- _Exercise objective_: Change every "positive clicks" in the lines below to "inclusion clicks", leaving all other text as it is.

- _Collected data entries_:
=-=-=
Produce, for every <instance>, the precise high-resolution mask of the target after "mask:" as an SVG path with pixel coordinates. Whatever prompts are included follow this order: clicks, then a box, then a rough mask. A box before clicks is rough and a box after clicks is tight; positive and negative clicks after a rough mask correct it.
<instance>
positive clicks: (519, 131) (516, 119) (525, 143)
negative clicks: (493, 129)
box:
=-=-=
- _Expected answer_:
Produce, for every <instance>, the precise high-resolution mask of the target after "mask:" as an SVG path with pixel coordinates. Whatever prompts are included follow this order: clicks, then a box, then a rough mask. A box before clicks is rough and a box after clicks is tight; positive and negative clicks after a rough mask correct it.
<instance>
inclusion clicks: (519, 131) (516, 119) (525, 143)
negative clicks: (493, 129)
box:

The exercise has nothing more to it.